Work to do ▸ Exactly the lines from the line containing "Task: For every instance of the ocean" through the final line of the entries below must be returned, and only those, without pictures.
+ + + + + + +
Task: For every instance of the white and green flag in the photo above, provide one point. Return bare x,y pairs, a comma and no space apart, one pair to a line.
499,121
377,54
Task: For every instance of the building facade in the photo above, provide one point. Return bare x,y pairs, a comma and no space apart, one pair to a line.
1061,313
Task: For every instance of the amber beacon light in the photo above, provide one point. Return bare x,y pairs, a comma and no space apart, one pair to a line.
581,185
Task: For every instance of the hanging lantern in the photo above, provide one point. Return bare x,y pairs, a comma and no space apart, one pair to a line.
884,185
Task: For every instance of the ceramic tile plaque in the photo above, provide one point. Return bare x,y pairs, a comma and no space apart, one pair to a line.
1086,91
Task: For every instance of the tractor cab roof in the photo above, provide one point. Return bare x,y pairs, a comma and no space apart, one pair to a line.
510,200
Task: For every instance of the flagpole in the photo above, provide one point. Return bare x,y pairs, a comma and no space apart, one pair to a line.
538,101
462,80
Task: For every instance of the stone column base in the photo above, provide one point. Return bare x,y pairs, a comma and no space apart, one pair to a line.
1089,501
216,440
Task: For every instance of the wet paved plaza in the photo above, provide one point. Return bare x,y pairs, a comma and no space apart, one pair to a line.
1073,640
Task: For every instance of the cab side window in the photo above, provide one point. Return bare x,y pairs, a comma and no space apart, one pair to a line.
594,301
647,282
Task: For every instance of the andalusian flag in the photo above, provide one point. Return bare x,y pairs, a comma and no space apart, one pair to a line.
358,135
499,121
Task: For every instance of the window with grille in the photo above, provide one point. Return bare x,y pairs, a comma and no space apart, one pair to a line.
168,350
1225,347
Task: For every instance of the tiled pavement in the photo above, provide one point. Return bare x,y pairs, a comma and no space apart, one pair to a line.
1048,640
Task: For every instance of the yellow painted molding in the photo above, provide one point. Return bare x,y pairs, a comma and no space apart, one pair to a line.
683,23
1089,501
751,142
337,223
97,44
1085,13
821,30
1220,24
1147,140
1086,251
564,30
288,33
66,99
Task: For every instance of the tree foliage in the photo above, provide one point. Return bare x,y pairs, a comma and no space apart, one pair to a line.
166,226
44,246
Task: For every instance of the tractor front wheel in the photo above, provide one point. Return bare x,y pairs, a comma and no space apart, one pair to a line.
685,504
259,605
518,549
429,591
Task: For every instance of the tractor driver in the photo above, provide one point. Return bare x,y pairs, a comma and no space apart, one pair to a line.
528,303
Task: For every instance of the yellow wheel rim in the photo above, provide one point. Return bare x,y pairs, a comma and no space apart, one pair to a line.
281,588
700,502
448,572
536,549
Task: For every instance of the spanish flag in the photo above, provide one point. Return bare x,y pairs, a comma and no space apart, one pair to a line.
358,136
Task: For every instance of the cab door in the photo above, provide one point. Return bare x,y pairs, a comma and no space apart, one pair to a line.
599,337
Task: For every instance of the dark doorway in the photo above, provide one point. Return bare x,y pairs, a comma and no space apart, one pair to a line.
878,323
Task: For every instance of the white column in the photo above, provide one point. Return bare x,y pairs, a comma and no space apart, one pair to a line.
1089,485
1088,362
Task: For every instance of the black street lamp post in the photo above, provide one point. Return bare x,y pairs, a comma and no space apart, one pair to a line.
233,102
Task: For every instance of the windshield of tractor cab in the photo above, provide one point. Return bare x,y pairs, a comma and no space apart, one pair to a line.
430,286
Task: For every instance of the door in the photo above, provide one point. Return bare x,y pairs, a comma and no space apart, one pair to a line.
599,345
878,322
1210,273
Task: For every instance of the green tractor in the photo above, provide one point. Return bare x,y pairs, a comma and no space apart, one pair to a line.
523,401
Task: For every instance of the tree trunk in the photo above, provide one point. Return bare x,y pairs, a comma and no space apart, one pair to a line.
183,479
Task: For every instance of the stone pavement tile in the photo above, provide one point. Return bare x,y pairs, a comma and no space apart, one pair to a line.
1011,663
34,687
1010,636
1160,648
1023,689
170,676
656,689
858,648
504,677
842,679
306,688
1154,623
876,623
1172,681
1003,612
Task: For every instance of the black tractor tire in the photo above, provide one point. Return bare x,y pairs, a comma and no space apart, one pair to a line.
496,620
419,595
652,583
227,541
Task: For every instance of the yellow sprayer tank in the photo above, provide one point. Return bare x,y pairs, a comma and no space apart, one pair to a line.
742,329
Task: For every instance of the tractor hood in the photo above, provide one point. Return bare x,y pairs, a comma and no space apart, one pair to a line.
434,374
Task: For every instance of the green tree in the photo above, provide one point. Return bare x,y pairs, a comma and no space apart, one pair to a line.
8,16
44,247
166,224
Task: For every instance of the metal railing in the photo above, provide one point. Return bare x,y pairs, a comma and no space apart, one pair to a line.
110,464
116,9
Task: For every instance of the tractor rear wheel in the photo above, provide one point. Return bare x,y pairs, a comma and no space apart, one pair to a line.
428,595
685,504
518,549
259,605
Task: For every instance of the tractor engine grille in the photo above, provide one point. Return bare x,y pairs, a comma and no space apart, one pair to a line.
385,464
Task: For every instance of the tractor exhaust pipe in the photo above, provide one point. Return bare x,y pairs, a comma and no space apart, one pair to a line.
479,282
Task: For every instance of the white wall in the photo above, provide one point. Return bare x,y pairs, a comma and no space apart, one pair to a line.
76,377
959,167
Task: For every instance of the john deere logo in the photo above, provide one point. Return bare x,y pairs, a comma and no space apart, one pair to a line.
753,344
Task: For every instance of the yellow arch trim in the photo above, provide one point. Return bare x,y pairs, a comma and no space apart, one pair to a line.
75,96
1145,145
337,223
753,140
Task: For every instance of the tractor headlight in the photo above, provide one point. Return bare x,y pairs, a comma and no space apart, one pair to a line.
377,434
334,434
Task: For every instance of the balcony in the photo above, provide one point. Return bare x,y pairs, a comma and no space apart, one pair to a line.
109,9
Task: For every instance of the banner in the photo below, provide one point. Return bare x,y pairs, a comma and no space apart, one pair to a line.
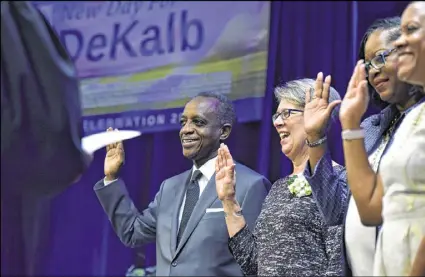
141,61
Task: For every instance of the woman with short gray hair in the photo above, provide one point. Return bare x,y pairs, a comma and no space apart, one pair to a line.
289,238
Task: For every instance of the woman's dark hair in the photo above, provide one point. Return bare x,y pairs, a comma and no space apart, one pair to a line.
389,23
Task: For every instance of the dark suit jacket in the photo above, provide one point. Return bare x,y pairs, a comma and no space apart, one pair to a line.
203,249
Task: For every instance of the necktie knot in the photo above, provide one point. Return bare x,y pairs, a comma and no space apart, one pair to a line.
196,176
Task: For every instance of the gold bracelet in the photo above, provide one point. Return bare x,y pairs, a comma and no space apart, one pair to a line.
235,213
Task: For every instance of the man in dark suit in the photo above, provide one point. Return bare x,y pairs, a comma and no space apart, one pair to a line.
186,218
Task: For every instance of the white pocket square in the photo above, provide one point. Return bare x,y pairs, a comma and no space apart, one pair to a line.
214,210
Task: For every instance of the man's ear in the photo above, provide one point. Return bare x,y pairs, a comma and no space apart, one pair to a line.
225,131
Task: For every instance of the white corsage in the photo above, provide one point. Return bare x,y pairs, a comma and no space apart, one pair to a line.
299,186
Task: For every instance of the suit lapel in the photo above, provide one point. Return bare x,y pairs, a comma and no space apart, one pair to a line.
179,193
208,196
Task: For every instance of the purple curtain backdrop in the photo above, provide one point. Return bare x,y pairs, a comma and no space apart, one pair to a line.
70,234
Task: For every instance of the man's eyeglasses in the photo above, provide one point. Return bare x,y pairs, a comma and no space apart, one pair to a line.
285,113
378,61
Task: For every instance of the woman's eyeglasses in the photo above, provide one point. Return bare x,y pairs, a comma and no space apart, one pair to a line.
285,113
378,61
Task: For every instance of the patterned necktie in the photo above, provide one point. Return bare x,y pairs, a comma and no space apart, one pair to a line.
192,196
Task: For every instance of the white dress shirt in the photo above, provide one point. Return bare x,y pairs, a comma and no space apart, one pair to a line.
207,171
360,240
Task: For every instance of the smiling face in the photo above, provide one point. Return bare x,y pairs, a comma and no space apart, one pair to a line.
384,80
201,130
291,131
411,45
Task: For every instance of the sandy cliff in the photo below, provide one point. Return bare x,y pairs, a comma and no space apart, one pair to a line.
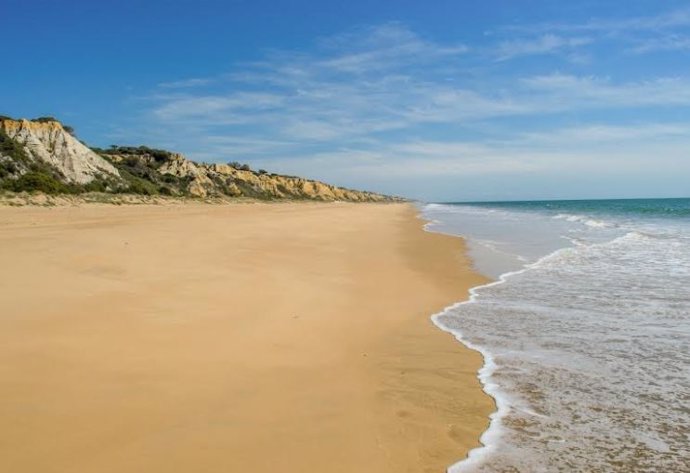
50,143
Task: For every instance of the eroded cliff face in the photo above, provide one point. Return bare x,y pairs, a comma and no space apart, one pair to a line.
50,143
41,155
211,180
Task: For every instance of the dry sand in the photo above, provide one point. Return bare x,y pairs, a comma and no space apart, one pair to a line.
237,338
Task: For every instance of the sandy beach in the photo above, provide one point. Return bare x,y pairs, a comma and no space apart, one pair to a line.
232,338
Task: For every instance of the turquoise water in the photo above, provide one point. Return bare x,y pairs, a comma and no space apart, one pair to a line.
586,334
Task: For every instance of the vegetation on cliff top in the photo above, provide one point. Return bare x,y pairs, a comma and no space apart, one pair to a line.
157,172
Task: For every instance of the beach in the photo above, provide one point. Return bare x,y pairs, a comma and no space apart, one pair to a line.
232,338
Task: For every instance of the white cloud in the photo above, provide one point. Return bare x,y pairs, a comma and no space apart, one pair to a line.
544,44
186,83
384,102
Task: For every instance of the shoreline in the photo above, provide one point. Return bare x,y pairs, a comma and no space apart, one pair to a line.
170,338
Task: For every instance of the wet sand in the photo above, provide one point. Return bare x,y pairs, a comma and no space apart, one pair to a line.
232,338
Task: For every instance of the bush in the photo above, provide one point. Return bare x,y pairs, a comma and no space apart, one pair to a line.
45,119
38,181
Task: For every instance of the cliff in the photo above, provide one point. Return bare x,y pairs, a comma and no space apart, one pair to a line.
47,142
43,155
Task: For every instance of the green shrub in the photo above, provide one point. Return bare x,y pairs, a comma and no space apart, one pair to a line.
38,181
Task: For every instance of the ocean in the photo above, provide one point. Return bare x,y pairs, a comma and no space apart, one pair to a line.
585,333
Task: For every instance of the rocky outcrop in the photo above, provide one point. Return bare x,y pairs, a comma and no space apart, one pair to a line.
177,175
50,143
42,155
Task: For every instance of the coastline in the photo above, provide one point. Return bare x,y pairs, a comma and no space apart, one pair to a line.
252,337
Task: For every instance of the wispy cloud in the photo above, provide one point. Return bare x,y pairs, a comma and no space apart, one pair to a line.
186,83
386,102
544,44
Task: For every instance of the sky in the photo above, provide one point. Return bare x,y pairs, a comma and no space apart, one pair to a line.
439,100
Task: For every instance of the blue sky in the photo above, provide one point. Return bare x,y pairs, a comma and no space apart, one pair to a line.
443,100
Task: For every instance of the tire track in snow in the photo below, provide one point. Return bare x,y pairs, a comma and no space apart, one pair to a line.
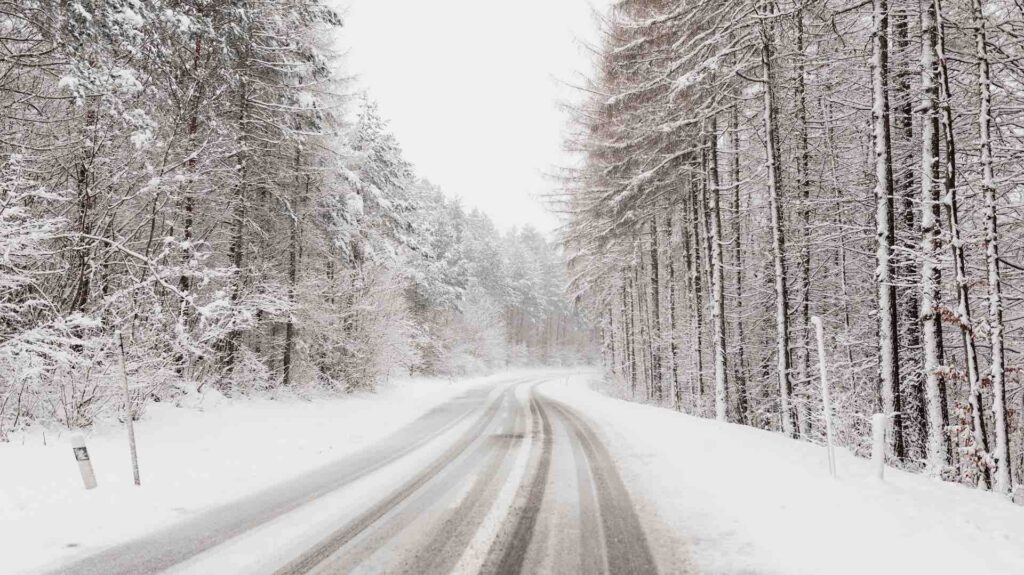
339,538
169,546
625,542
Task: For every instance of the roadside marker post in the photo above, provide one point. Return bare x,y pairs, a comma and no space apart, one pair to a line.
128,413
84,463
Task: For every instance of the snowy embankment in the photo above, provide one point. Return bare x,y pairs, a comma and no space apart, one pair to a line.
192,458
743,500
+ + + + + + +
Full solution ▸
Task: For every instance of the ocean in the photo above, provide one point. Return bare x,y pairs, a comma and no space apart, one pair to a line.
585,333
Task: For every instance of the rocky outcrop in the photo above, provide one point. Return bare x,y pairs, a comma and no space apart, one pair to a line.
177,175
50,143
42,155
Task: For every instance of the coastline in the photo above, provide one point. Return bare x,y pairs, a comma and no space apart, one pair to a line.
252,337
Task: For every instance of the wispy cloud in the photo above, provide one point. Return bare x,y pairs, a comma and no space apart, one pair to a line.
186,83
386,102
544,44
Task: For every instance of the sky in the photo above, provide one point. Return bare x,y pairs, a comma and no space apart, one pair to a line.
439,100
Task: For every instance of the blue sky in the photo above, provide one point. Return bare x,y pairs, a comma and no space apart, one pair to a line.
443,100
Task: For every instance of the tire track in snow in the photo below, provide one point. Return bare x,y pairs, a comma and no space apart, one pair to a line.
339,538
169,546
625,542
Task: For every instance of the roadside marker post in the photo above, provide one point. Return bare x,y pairs, a comma and no space apart, one pair to a line.
128,413
84,463
Task: For every instance of the snowy embankment in the photo above, provide one point. Return bare x,y pairs, a comma and no space apart, one pair to a line.
192,458
743,500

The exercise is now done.